WHAT YOU NEED TO DO:
Although the records contain pictures, only their text should be reproduced, exactly as written.

--- INFORMATION GIVEN Enclosed Below ---

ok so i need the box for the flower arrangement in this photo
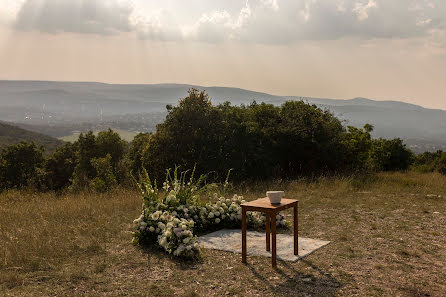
[132,168,287,258]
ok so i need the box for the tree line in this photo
[0,89,444,192]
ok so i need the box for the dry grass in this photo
[1,172,446,296]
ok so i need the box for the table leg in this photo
[266,213,271,251]
[271,212,277,268]
[294,203,298,255]
[242,207,247,264]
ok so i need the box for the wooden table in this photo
[241,198,299,268]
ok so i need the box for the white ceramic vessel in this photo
[266,191,284,204]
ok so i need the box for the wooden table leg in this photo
[271,212,277,268]
[294,203,298,255]
[242,207,247,264]
[266,213,270,251]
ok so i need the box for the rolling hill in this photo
[0,80,445,153]
[0,121,63,154]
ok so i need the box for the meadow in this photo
[1,172,445,296]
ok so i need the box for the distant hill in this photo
[0,121,63,154]
[1,80,446,153]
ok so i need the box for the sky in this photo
[0,0,445,109]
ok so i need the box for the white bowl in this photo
[266,191,284,204]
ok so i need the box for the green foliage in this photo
[369,138,413,171]
[413,150,446,175]
[43,142,77,191]
[128,133,151,175]
[341,125,373,172]
[143,90,349,181]
[89,154,117,193]
[0,141,44,189]
[143,89,224,182]
[71,129,128,191]
[437,153,446,175]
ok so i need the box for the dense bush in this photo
[0,141,44,189]
[142,89,349,181]
[369,138,413,171]
[412,150,446,174]
[71,129,128,191]
[141,89,413,181]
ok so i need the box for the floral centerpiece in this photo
[132,168,287,258]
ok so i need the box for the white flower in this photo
[183,237,191,244]
[208,212,214,219]
[215,218,221,224]
[181,224,187,230]
[140,221,147,227]
[149,226,155,232]
[172,211,178,217]
[151,212,160,220]
[221,214,226,219]
[215,211,220,217]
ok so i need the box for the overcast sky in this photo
[0,0,445,109]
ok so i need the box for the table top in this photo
[241,197,298,212]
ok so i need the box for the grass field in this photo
[58,128,138,142]
[1,172,445,296]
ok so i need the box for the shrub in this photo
[412,150,445,174]
[142,89,349,181]
[436,152,446,175]
[89,154,117,193]
[0,141,44,190]
[370,138,413,171]
[43,142,77,191]
[128,133,151,175]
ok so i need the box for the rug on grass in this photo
[198,229,330,262]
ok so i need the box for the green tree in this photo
[341,125,373,172]
[128,132,151,175]
[370,138,413,171]
[277,101,345,175]
[143,89,224,181]
[0,141,44,189]
[43,142,77,191]
[89,154,117,193]
[412,150,443,172]
[436,152,446,175]
[96,129,127,172]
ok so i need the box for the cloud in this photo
[186,2,251,42]
[15,0,133,35]
[352,0,377,21]
[190,0,446,44]
[0,0,25,25]
[132,9,183,41]
[8,0,446,45]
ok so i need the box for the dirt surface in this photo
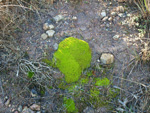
[1,0,150,112]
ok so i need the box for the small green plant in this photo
[53,37,91,83]
[27,71,34,78]
[63,97,78,113]
[95,77,110,86]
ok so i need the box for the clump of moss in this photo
[95,77,110,86]
[63,97,78,113]
[79,76,89,84]
[53,37,91,83]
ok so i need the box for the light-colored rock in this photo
[46,30,55,37]
[48,24,55,30]
[118,13,124,18]
[113,35,120,40]
[41,33,48,40]
[53,43,58,50]
[101,10,106,17]
[53,15,64,22]
[108,17,113,21]
[72,16,77,20]
[22,107,34,113]
[100,53,114,65]
[43,23,49,30]
[18,105,22,112]
[116,6,125,13]
[111,12,117,16]
[5,98,10,107]
[30,89,38,97]
[30,104,40,111]
[102,16,108,21]
[83,107,95,113]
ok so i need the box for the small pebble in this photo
[111,12,117,16]
[46,30,55,38]
[53,43,58,50]
[113,35,120,40]
[116,6,125,13]
[108,17,113,21]
[49,24,55,30]
[43,23,49,30]
[18,105,22,112]
[72,16,77,20]
[30,104,40,111]
[5,98,10,107]
[53,15,64,22]
[100,53,114,65]
[101,10,106,17]
[41,33,48,40]
[102,16,108,21]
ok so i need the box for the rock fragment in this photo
[113,35,120,40]
[46,30,55,38]
[53,15,64,22]
[100,53,114,65]
[22,106,34,113]
[30,104,40,111]
[43,23,49,30]
[41,33,48,40]
[101,10,106,18]
[53,43,58,50]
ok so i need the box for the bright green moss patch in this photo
[27,71,34,78]
[64,97,78,113]
[95,77,110,86]
[53,37,91,83]
[90,87,100,97]
[80,77,89,84]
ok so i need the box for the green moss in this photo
[89,87,108,108]
[27,71,34,78]
[95,78,110,86]
[42,58,52,66]
[63,97,78,113]
[108,88,120,98]
[53,37,91,83]
[90,87,100,97]
[80,77,89,84]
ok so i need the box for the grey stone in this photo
[30,104,40,111]
[72,16,77,20]
[83,107,95,113]
[117,6,125,13]
[41,33,48,40]
[102,16,108,21]
[48,24,55,30]
[18,105,23,112]
[53,43,58,50]
[101,10,106,17]
[118,13,125,18]
[100,53,114,65]
[30,89,38,97]
[113,35,120,40]
[22,107,34,113]
[46,30,55,37]
[108,17,113,21]
[4,98,10,107]
[111,12,117,16]
[53,15,64,22]
[43,23,49,30]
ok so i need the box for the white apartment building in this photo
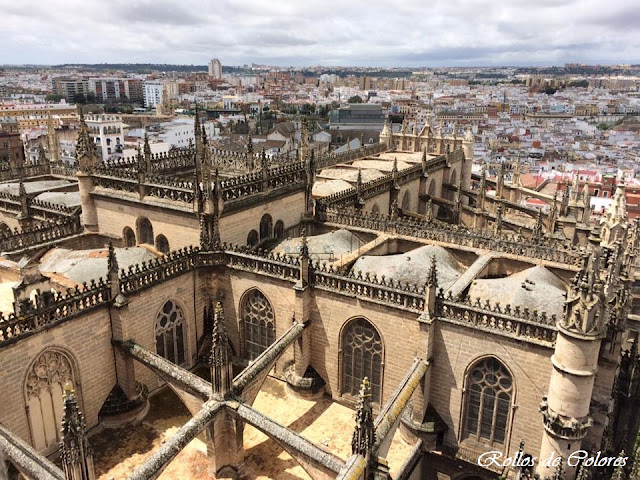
[143,81,163,108]
[148,117,220,149]
[85,114,127,161]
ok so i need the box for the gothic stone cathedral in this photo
[0,114,638,480]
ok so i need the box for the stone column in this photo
[77,172,98,231]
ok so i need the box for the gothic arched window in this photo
[137,217,154,245]
[464,357,513,445]
[242,289,275,360]
[155,300,186,365]
[341,318,383,403]
[371,203,380,216]
[25,349,76,452]
[0,222,11,237]
[259,214,273,240]
[123,226,136,247]
[247,230,259,246]
[155,234,169,254]
[401,191,410,210]
[274,220,285,239]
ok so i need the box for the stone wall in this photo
[0,307,115,443]
[430,320,552,463]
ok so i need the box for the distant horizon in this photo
[2,62,637,70]
[3,0,640,66]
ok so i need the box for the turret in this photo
[76,110,99,231]
[538,252,606,478]
[380,118,392,148]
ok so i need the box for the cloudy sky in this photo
[2,0,639,67]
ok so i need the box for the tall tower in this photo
[208,59,222,79]
[538,252,606,479]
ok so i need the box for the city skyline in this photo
[2,0,640,67]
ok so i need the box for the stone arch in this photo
[339,317,384,403]
[136,217,154,245]
[259,213,273,240]
[0,222,11,237]
[123,226,136,247]
[274,220,285,239]
[24,347,81,453]
[240,288,275,361]
[155,300,187,366]
[401,190,410,210]
[371,203,380,215]
[449,168,458,186]
[155,234,169,254]
[462,355,515,446]
[247,229,259,246]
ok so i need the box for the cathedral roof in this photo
[468,265,566,318]
[38,246,159,287]
[272,229,364,260]
[350,245,464,290]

--- End of Enclosed INFORMATION GIVEN ---

EXERCISE RESPONSE:
ok so i need the box for the flower arrangement in this photo
[132,168,287,258]
ok so i need the box for the tree line in this photo
[0,89,444,192]
ok so i need the box for the dry grass in this photo
[1,172,446,296]
ok so i need the box for the table leg in this photo
[266,213,271,251]
[271,212,277,268]
[294,203,298,255]
[242,207,247,264]
ok so i need the box for the wooden table in this photo
[241,198,299,268]
ok so i need the box for the white ceramic vessel in this photo
[266,191,284,204]
ok so i need the box for the wooden table leg in this photo
[271,212,277,268]
[294,203,298,255]
[242,207,247,264]
[266,213,270,251]
ok so i need the box for the rolling hill in this photo
[0,80,445,153]
[0,121,63,154]
ok so i need the box for the meadow in this photo
[1,172,445,296]
ok so i need the box for the distant hill in this photo
[0,121,63,154]
[1,80,446,153]
ok so i need the box for the sky in this photo
[0,0,445,109]
ok so i need the box for the white bowl in this photo
[266,191,284,204]
ok so i need the box for the green foliage in this photo
[369,138,413,171]
[413,150,446,175]
[43,142,77,191]
[128,133,151,175]
[341,125,373,172]
[143,90,349,181]
[89,154,117,193]
[0,141,44,189]
[143,89,224,182]
[71,129,128,191]
[437,153,446,175]
ok so i need the box for the dense bush in this photo
[0,141,44,189]
[142,89,349,181]
[369,138,413,171]
[412,150,446,174]
[71,129,128,191]
[141,89,413,181]
ok so i need the box for the floral centerpiece in this photo
[132,168,287,258]
ok so i need the box for the white flower in this photo
[183,237,191,244]
[208,212,214,219]
[215,218,221,224]
[181,224,187,230]
[140,221,147,227]
[149,226,155,232]
[172,211,178,217]
[151,212,160,220]
[221,214,226,219]
[215,211,220,217]
ok so i need the box for the overcast sky in this photo
[0,0,445,109]
ok so i need the box for the table top in this photo
[241,197,298,212]
ok so i need the box for the grass field in this photo
[58,128,138,142]
[1,172,445,296]
ok so i need the box for the shrub in this photo
[412,150,445,174]
[142,89,349,181]
[436,152,446,175]
[89,154,117,193]
[0,141,44,190]
[370,138,413,171]
[43,142,77,191]
[128,133,151,175]
ok so i need the box for the rug on grass in this photo
[198,229,330,262]
ok so i need the box for the green tree in this photo
[341,125,373,172]
[128,132,151,175]
[370,138,413,171]
[277,101,345,175]
[143,89,224,181]
[0,141,44,189]
[43,142,77,191]
[89,154,117,193]
[412,150,443,172]
[436,152,446,175]
[96,129,127,172]
ok so i need the box for the cloud in this photo
[186,2,251,42]
[15,0,133,35]
[352,0,377,21]
[190,0,446,44]
[0,0,25,25]
[132,9,183,41]
[8,0,446,45]
ok so i need the box for the dirt surface in this photo
[1,0,150,112]
ok so i need the box for the small green plant in this photo
[53,37,91,83]
[27,71,34,78]
[63,97,78,113]
[95,77,110,86]
ok so i need the box for the clump of moss in this photo
[95,77,110,86]
[63,97,78,113]
[79,76,89,84]
[53,37,91,83]
ok so i need the box for the light-colored rock in this photo
[46,30,55,37]
[48,24,55,30]
[118,13,124,18]
[113,35,120,40]
[41,33,48,40]
[53,43,58,50]
[101,10,106,17]
[53,15,64,22]
[108,17,113,21]
[72,16,77,20]
[22,107,34,113]
[100,53,114,65]
[43,23,49,30]
[18,105,22,112]
[116,6,125,13]
[111,12,117,16]
[5,98,10,107]
[30,89,38,97]
[30,104,40,111]
[102,16,108,21]
[83,107,95,113]
ok so i need the box for the small pebble in this photo
[111,12,117,16]
[46,30,55,38]
[53,43,58,50]
[113,35,120,40]
[116,6,125,13]
[108,17,113,21]
[49,24,55,30]
[43,23,49,30]
[18,105,22,112]
[72,16,77,20]
[30,104,40,111]
[5,98,10,107]
[53,15,64,22]
[100,53,114,65]
[101,10,106,17]
[41,33,48,40]
[102,16,108,21]
ok so i need the box for the rock fragment in this photo
[113,35,120,40]
[46,30,55,38]
[53,15,64,22]
[100,53,114,65]
[22,106,34,113]
[30,104,40,111]
[43,23,49,30]
[41,33,48,40]
[101,10,106,18]
[53,43,58,50]
ok so i need the box for the bright green moss patch in this photo
[27,71,34,78]
[64,97,78,113]
[95,77,110,86]
[53,37,91,83]
[90,87,100,97]
[80,77,89,84]
ok so i need the box for the green moss in this photo
[89,87,108,108]
[27,71,34,78]
[95,78,110,86]
[42,58,52,66]
[63,97,78,113]
[108,88,120,98]
[53,37,91,83]
[90,87,100,97]
[80,77,89,84]
ok so i need the box for the grey stone in this photo
[30,104,40,111]
[72,16,77,20]
[83,107,95,113]
[117,6,125,13]
[41,33,48,40]
[102,16,108,21]
[48,24,55,30]
[18,105,23,112]
[53,43,58,50]
[101,10,106,17]
[118,13,125,18]
[100,53,114,65]
[30,89,38,97]
[113,35,120,40]
[22,107,34,113]
[46,30,55,37]
[108,17,113,21]
[4,98,10,107]
[111,12,117,16]
[53,15,64,22]
[43,23,49,30]
ok so i need the box for the white apartment building in this photo
[143,81,163,108]
[148,117,220,149]
[85,114,127,161]
ok so i need the box for the gothic stone cathedral in this photo
[0,114,638,480]
ok so i need the box for the stone column in this photo
[77,172,98,231]
ok so i need the box for the gothic arched window in this photo
[137,217,154,245]
[464,357,513,445]
[242,289,275,360]
[155,300,186,365]
[341,318,383,403]
[371,203,380,216]
[25,349,76,452]
[0,222,11,237]
[259,214,273,240]
[123,226,136,247]
[247,230,259,246]
[155,234,169,254]
[401,191,410,210]
[274,220,285,239]
ok so i need the box for the stone wall in this photo
[0,307,115,443]
[430,320,552,463]
ok so i need the box for the distant horizon in this photo
[2,62,637,70]
[3,0,640,66]
ok so i need the box for the turret in this photo
[76,110,99,231]
[538,252,606,478]
[380,118,392,148]
ok so i need the box for the cloudy sky in this photo
[2,0,639,67]
ok so i need the box for the tall tower in this photo
[208,59,222,79]
[538,252,606,479]
ok so i need the box for the city skyline in this photo
[2,0,640,67]
ok so i need the box for the stone arch in this photo
[339,317,384,403]
[136,217,154,245]
[259,213,273,240]
[0,222,11,237]
[123,226,136,247]
[274,220,285,239]
[24,347,81,453]
[240,288,275,361]
[155,300,187,366]
[401,190,410,210]
[371,203,380,215]
[449,168,458,186]
[155,234,169,254]
[462,355,515,446]
[247,229,259,246]
ok so i need the box for the cathedral roof in this photo
[468,265,566,318]
[38,246,159,287]
[272,229,364,260]
[350,245,464,290]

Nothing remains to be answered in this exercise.